- [What is expected]: Reproduce the records below in full and exactly, without their images.

- [Material shown]:
---*---
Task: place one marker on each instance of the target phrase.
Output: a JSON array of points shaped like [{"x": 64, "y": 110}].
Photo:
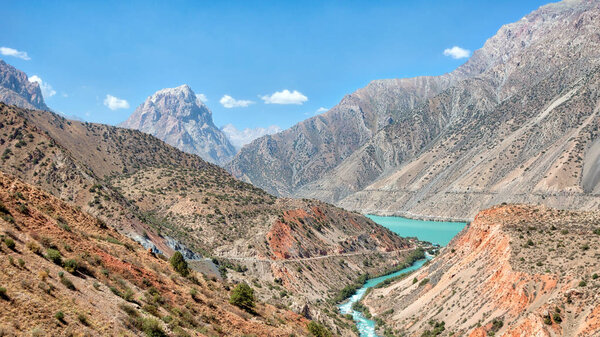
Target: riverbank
[{"x": 413, "y": 216}]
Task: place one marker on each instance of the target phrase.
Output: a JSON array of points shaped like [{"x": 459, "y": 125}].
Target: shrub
[
  {"x": 179, "y": 264},
  {"x": 129, "y": 310},
  {"x": 242, "y": 296},
  {"x": 10, "y": 243},
  {"x": 34, "y": 247},
  {"x": 66, "y": 282},
  {"x": 82, "y": 319},
  {"x": 318, "y": 330},
  {"x": 128, "y": 295},
  {"x": 151, "y": 309},
  {"x": 151, "y": 328},
  {"x": 70, "y": 265},
  {"x": 556, "y": 317},
  {"x": 54, "y": 256}
]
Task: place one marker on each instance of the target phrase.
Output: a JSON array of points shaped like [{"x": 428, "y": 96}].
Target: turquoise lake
[
  {"x": 439, "y": 232},
  {"x": 433, "y": 231}
]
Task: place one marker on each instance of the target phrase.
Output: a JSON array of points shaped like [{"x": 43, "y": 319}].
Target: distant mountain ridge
[
  {"x": 179, "y": 118},
  {"x": 524, "y": 105},
  {"x": 16, "y": 89}
]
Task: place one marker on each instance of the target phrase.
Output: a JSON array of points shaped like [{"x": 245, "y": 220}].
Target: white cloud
[
  {"x": 115, "y": 103},
  {"x": 316, "y": 112},
  {"x": 457, "y": 52},
  {"x": 47, "y": 90},
  {"x": 202, "y": 97},
  {"x": 239, "y": 138},
  {"x": 230, "y": 102},
  {"x": 285, "y": 97},
  {"x": 15, "y": 53}
]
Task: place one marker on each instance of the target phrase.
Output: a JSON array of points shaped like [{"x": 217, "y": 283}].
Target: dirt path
[{"x": 254, "y": 259}]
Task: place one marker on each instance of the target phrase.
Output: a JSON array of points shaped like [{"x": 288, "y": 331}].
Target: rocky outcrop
[
  {"x": 514, "y": 271},
  {"x": 284, "y": 162},
  {"x": 516, "y": 123},
  {"x": 155, "y": 194},
  {"x": 101, "y": 283},
  {"x": 16, "y": 89},
  {"x": 178, "y": 117}
]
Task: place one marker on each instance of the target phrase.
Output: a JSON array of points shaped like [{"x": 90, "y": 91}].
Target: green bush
[
  {"x": 179, "y": 264},
  {"x": 70, "y": 265},
  {"x": 151, "y": 328},
  {"x": 242, "y": 296},
  {"x": 318, "y": 330},
  {"x": 66, "y": 282},
  {"x": 34, "y": 247},
  {"x": 10, "y": 243},
  {"x": 54, "y": 256}
]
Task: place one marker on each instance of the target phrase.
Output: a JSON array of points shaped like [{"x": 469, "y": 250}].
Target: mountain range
[
  {"x": 136, "y": 230},
  {"x": 179, "y": 118},
  {"x": 513, "y": 124}
]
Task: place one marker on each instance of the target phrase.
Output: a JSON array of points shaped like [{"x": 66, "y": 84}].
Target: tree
[
  {"x": 318, "y": 330},
  {"x": 243, "y": 296},
  {"x": 178, "y": 263}
]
---*---
- [Completed task]:
Task: place one marker on each instance of the target phrase.
Output: a JSON array of points shaped like [{"x": 64, "y": 110}].
Photo:
Target: riverbank
[{"x": 413, "y": 216}]
Task: place one marker on each instance of the target phrase.
Output: a JSON array of points shaped like [{"x": 459, "y": 125}].
Target: shrub
[
  {"x": 179, "y": 264},
  {"x": 129, "y": 310},
  {"x": 242, "y": 296},
  {"x": 10, "y": 243},
  {"x": 34, "y": 247},
  {"x": 66, "y": 282},
  {"x": 82, "y": 319},
  {"x": 318, "y": 330},
  {"x": 128, "y": 295},
  {"x": 151, "y": 309},
  {"x": 151, "y": 328},
  {"x": 70, "y": 265},
  {"x": 556, "y": 317},
  {"x": 54, "y": 256}
]
Task: place one marker on each instance of the target phrase.
Output: a JSON array of points shaped like [{"x": 428, "y": 96}].
Target: turquoise lake
[
  {"x": 439, "y": 232},
  {"x": 433, "y": 231}
]
Task: place one marker on each instance of the target phrase.
Output: a JSON array of points shaped like [{"x": 43, "y": 319}].
Target: distant mountain ridge
[
  {"x": 179, "y": 118},
  {"x": 524, "y": 105},
  {"x": 16, "y": 89}
]
Task: place one marker on each instance of the target phrase.
Output: a JSON array of points shaped like [{"x": 245, "y": 220}].
Target: white cloud
[
  {"x": 115, "y": 103},
  {"x": 316, "y": 112},
  {"x": 457, "y": 52},
  {"x": 47, "y": 90},
  {"x": 202, "y": 97},
  {"x": 239, "y": 138},
  {"x": 230, "y": 102},
  {"x": 285, "y": 97},
  {"x": 15, "y": 53}
]
Task: place one marker on each instance of the target phrase.
Output: a JSON array of points shaped like [{"x": 217, "y": 283}].
Target: dirt path
[{"x": 254, "y": 259}]
Task: place one marker on each instance of the target phrase.
Output: a JSON array of points shaped like [{"x": 288, "y": 331}].
Target: rocky outcrop
[
  {"x": 514, "y": 271},
  {"x": 284, "y": 162},
  {"x": 516, "y": 123},
  {"x": 155, "y": 194},
  {"x": 101, "y": 283},
  {"x": 16, "y": 89},
  {"x": 178, "y": 117}
]
Task: place one marker on each instance of the target phrase.
Output: a JSON array of points shaped like [{"x": 90, "y": 91}].
Target: green bush
[
  {"x": 179, "y": 264},
  {"x": 70, "y": 265},
  {"x": 151, "y": 328},
  {"x": 242, "y": 296},
  {"x": 318, "y": 330},
  {"x": 66, "y": 282},
  {"x": 34, "y": 247},
  {"x": 10, "y": 243},
  {"x": 54, "y": 256}
]
Task: place one marker on each instance of the target phrase.
Output: a JSON array of points shaped like [{"x": 469, "y": 250}].
Target: mountain range
[
  {"x": 136, "y": 230},
  {"x": 179, "y": 118},
  {"x": 513, "y": 124}
]
Task: place one marker on each instance of the target phrase.
Output: a JSON array of points shaped like [{"x": 66, "y": 84}].
Target: tree
[
  {"x": 318, "y": 330},
  {"x": 243, "y": 296},
  {"x": 178, "y": 263}
]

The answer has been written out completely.